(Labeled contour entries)
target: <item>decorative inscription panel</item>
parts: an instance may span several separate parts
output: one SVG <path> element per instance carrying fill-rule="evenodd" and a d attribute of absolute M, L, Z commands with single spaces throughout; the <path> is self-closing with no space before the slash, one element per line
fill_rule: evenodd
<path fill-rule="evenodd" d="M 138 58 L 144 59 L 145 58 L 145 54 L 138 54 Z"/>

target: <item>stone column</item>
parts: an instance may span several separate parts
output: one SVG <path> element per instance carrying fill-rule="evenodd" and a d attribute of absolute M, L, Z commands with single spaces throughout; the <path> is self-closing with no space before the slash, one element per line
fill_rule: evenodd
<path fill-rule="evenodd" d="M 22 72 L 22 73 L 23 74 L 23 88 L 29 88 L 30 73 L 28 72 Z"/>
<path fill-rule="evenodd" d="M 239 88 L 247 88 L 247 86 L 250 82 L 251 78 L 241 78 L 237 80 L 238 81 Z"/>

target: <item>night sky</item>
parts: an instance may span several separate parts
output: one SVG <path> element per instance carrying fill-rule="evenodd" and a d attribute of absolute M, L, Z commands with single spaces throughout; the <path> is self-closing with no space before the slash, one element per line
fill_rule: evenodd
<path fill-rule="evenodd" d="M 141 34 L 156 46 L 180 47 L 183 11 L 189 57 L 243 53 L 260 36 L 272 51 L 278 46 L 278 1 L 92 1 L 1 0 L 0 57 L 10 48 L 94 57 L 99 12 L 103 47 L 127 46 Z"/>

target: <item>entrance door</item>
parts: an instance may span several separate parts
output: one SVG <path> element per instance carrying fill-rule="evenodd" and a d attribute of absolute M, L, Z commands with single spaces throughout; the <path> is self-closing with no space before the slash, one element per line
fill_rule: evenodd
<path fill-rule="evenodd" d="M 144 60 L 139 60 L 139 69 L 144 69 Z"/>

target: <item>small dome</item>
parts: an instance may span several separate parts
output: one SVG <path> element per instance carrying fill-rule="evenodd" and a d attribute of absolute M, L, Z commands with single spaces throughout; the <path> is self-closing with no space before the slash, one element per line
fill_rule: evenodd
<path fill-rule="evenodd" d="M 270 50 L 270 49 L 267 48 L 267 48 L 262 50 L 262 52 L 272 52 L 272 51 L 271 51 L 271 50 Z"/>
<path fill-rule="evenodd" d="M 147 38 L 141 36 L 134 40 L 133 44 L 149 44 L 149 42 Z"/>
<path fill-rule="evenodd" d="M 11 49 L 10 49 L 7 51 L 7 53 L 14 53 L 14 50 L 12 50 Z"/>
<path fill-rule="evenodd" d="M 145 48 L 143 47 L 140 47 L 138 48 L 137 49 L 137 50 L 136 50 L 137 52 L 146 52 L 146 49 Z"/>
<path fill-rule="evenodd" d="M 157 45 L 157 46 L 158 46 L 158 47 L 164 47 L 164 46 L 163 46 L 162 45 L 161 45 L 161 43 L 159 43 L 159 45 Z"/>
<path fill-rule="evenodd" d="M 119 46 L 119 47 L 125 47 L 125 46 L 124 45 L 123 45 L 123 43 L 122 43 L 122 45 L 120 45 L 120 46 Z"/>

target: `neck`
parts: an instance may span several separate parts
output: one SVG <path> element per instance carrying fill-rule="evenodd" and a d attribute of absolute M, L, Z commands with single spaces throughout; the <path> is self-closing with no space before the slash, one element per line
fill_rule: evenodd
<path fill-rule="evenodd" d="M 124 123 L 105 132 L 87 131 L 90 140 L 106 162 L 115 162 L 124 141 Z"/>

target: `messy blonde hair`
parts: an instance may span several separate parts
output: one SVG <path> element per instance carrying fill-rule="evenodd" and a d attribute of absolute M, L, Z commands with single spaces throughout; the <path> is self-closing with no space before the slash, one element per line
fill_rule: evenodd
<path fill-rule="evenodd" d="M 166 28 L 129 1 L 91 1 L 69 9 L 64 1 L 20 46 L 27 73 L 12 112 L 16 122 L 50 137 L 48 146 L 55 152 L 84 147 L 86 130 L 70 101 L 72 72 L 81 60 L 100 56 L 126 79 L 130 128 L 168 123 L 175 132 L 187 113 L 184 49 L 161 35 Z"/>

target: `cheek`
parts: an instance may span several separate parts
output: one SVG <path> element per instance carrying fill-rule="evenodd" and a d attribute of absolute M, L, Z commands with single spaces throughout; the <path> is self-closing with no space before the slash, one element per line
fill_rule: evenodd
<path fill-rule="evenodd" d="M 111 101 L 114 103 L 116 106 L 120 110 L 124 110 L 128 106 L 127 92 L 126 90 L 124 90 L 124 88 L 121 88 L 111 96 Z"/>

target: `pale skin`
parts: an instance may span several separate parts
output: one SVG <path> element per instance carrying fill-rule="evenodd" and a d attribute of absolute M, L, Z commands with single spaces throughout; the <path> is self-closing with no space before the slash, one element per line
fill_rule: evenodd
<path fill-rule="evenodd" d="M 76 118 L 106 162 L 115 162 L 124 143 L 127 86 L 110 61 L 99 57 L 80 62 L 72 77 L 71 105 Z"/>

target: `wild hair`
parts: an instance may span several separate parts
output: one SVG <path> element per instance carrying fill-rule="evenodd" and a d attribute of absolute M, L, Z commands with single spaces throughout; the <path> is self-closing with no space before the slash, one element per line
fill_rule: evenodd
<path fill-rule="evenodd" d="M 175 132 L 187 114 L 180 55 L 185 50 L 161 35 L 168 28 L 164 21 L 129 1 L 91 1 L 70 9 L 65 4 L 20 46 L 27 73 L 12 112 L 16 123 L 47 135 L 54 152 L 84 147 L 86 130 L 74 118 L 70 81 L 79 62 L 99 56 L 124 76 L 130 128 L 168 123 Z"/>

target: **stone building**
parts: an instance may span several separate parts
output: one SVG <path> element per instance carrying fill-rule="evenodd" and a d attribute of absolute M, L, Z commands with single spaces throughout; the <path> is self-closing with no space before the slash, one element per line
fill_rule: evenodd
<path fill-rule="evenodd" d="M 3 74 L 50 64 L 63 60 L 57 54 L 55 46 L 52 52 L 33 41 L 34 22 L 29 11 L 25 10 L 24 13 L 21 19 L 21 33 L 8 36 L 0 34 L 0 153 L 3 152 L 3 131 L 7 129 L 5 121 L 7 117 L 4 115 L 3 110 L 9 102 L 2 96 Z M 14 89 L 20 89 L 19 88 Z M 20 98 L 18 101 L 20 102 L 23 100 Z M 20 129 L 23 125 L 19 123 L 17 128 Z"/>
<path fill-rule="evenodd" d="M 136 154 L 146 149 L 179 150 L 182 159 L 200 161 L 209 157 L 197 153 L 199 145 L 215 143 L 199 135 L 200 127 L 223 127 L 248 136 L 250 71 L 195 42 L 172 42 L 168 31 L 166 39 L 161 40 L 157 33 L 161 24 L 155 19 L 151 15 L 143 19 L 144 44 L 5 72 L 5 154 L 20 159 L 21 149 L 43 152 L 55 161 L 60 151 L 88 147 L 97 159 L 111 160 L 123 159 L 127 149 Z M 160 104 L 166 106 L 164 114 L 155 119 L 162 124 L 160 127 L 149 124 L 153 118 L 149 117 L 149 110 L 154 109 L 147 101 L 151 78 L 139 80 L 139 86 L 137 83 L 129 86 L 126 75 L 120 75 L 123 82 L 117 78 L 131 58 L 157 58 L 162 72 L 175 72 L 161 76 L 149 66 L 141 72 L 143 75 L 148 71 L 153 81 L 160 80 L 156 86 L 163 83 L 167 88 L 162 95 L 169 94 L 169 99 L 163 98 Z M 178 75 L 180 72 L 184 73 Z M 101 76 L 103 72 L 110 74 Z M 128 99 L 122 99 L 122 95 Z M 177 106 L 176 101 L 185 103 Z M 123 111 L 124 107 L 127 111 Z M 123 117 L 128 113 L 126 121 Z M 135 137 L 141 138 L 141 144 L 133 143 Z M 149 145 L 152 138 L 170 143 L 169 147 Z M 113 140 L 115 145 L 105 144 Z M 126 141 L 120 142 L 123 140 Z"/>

> Problem details: Give the lines from the one containing "target: <item>small dome</item>" through the one containing "124 123 L 105" as a numbered list, including both of those lines and skipping any blank lines.

> Complete output:
1. target: <item>small dome</item>
2. parts: an instance may span several separate parts
3. output: one SVG <path> element per instance carrying fill-rule="evenodd" and a d attribute of absolute M, L, Z commands with single spaces throughout; the <path> is self-closing with no space before the slash, one element per line
4. fill_rule: evenodd
5. <path fill-rule="evenodd" d="M 270 50 L 270 49 L 267 48 L 267 48 L 262 50 L 262 52 L 272 52 L 272 51 L 271 51 L 271 50 Z"/>
6. <path fill-rule="evenodd" d="M 147 38 L 141 36 L 134 40 L 133 44 L 149 44 L 149 42 Z"/>
7. <path fill-rule="evenodd" d="M 11 49 L 10 49 L 7 51 L 7 53 L 14 53 L 14 50 L 12 50 Z"/>
8. <path fill-rule="evenodd" d="M 145 48 L 143 47 L 140 47 L 138 48 L 137 49 L 137 50 L 136 50 L 137 52 L 146 52 L 146 49 Z"/>
9. <path fill-rule="evenodd" d="M 157 45 L 157 46 L 158 46 L 158 47 L 164 47 L 164 46 L 163 46 L 162 45 L 161 45 L 161 43 L 159 43 L 159 45 Z"/>
10. <path fill-rule="evenodd" d="M 119 46 L 119 47 L 125 47 L 125 46 L 124 45 L 123 45 L 123 43 L 122 43 L 122 45 L 120 45 L 120 46 Z"/>
11. target: `neck`
12. parts: an instance may span several separate parts
13. output: one SVG <path> element per instance carrying fill-rule="evenodd" and a d attribute of absolute M, L, Z commands with single spaces throughout; the <path> is self-closing with no space before the slash, one element per line
14. fill_rule: evenodd
15. <path fill-rule="evenodd" d="M 124 123 L 105 132 L 87 131 L 90 140 L 106 162 L 115 162 L 124 141 Z"/>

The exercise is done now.